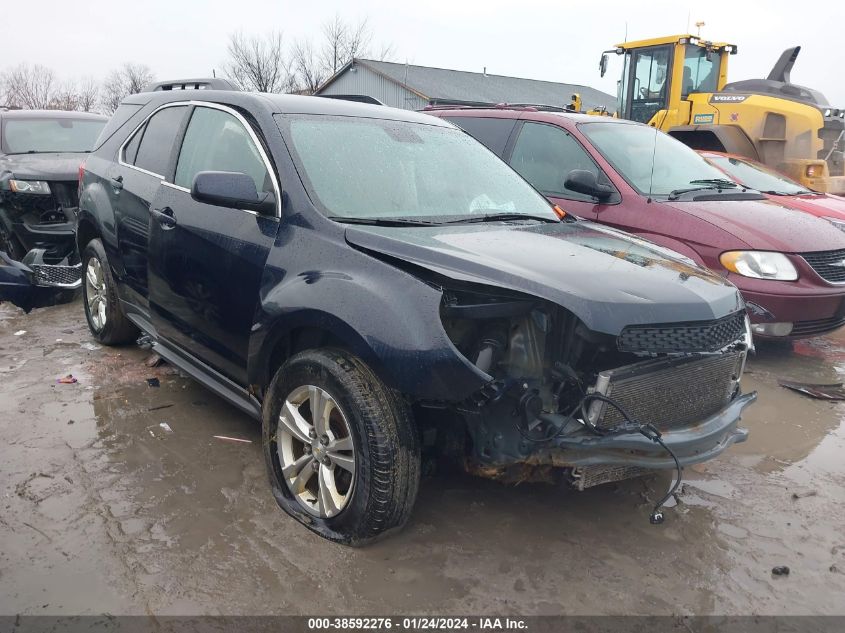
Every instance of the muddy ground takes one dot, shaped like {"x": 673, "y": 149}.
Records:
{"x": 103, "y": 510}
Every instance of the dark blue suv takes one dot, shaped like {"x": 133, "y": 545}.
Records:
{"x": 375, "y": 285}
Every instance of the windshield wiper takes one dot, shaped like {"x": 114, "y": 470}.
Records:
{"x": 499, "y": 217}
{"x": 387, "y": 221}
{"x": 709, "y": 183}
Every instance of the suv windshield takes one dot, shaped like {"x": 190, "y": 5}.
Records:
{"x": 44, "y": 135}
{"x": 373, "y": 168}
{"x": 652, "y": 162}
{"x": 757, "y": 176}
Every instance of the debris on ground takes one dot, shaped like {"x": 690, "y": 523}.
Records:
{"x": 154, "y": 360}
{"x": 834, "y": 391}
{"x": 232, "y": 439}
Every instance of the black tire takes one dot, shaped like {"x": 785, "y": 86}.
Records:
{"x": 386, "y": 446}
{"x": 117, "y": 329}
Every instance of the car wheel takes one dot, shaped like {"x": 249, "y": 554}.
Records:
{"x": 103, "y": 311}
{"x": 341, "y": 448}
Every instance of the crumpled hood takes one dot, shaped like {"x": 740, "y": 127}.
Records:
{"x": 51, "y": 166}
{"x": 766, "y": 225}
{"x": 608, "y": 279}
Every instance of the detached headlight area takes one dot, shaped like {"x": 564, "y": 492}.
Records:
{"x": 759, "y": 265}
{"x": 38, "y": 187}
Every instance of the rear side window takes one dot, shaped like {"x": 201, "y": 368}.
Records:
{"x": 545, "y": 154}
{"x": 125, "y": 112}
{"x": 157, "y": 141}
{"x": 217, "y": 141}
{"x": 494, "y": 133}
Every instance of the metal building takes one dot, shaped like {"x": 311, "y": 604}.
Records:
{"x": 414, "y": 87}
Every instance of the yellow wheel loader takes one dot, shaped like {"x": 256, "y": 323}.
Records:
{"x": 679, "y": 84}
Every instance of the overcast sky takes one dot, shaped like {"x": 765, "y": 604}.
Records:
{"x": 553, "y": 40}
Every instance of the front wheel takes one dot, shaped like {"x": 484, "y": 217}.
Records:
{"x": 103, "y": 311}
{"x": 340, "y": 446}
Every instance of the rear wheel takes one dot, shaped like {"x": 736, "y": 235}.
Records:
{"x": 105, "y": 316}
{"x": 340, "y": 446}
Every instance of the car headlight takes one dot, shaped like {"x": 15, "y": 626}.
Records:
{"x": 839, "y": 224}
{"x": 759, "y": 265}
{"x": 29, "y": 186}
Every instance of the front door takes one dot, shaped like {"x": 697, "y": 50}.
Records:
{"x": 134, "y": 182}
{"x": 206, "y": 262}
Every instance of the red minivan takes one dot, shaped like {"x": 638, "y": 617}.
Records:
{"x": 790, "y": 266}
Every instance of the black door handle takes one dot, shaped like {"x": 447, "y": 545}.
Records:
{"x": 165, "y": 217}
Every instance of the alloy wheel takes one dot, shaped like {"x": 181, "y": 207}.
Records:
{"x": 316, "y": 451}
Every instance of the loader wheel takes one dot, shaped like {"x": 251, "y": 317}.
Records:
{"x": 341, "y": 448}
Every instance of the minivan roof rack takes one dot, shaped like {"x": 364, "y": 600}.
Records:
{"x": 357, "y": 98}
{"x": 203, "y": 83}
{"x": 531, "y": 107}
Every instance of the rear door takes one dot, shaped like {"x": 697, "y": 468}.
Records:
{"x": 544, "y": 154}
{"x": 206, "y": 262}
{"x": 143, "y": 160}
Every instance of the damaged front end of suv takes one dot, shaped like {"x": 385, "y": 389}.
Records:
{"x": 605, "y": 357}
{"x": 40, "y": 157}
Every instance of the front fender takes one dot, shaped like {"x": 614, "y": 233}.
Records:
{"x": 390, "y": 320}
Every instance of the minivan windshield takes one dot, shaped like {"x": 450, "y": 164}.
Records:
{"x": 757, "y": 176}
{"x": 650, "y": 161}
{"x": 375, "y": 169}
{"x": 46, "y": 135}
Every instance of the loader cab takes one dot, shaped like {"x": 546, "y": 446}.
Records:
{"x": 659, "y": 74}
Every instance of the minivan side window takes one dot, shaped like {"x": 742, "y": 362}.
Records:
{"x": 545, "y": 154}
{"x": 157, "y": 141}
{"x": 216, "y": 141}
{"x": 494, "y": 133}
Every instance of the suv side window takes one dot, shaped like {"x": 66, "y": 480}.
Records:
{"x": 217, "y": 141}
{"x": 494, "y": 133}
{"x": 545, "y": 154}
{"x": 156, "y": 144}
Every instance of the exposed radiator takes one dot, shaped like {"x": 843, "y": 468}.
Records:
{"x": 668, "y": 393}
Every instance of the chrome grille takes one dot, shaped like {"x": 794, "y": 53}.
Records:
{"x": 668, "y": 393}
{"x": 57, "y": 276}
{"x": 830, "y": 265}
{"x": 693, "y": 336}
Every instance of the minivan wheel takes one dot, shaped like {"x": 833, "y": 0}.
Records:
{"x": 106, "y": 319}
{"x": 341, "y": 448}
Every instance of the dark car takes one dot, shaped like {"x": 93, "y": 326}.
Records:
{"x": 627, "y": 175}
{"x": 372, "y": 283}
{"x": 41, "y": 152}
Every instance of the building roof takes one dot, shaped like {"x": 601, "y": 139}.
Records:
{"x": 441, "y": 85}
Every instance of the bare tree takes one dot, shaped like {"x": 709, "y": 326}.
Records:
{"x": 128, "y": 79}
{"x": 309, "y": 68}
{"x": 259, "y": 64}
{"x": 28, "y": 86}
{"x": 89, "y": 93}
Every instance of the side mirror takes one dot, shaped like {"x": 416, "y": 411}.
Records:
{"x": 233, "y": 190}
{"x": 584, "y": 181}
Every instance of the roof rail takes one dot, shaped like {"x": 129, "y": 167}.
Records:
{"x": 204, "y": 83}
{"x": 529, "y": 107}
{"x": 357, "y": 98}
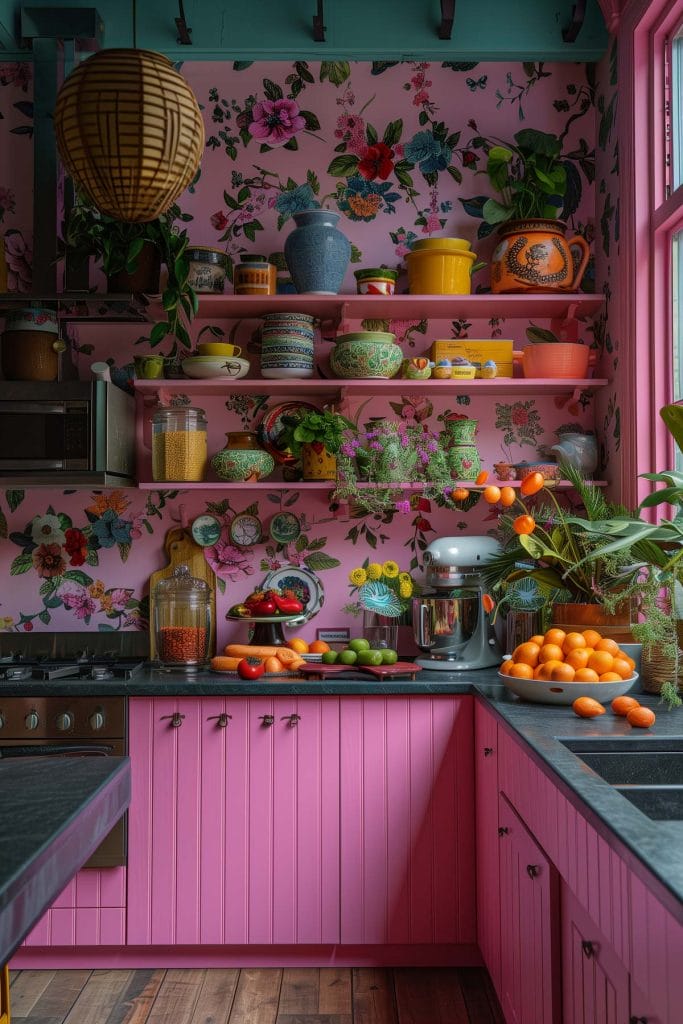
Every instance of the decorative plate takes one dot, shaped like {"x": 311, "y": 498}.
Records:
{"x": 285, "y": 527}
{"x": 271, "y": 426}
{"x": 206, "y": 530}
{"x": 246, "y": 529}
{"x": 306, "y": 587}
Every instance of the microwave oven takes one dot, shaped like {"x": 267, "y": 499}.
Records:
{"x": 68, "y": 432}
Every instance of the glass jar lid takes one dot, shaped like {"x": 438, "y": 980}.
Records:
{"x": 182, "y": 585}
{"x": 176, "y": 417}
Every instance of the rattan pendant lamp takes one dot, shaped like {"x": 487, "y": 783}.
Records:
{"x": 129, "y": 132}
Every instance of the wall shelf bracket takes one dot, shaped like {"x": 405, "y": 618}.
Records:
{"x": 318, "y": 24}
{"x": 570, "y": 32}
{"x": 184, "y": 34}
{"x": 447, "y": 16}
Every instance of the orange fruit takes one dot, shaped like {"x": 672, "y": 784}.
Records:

» GOAL OF THE EXERCISE
Across the material, report every line that has the word "minivan".

» REPLY TO THE TASK
Every instance of the red minivan takes one dot, shaped like {"x": 638, "y": 617}.
Every instance of the minivan roof rack takes one dot, shaped like {"x": 364, "y": 600}.
Every instance of the minivan windshield takes one dot, shaped like {"x": 450, "y": 164}.
Every instance of the minivan side window takes one dot, shaped like {"x": 742, "y": 362}.
Every instance of the minivan wheel takes one dot, shaped like {"x": 833, "y": 0}.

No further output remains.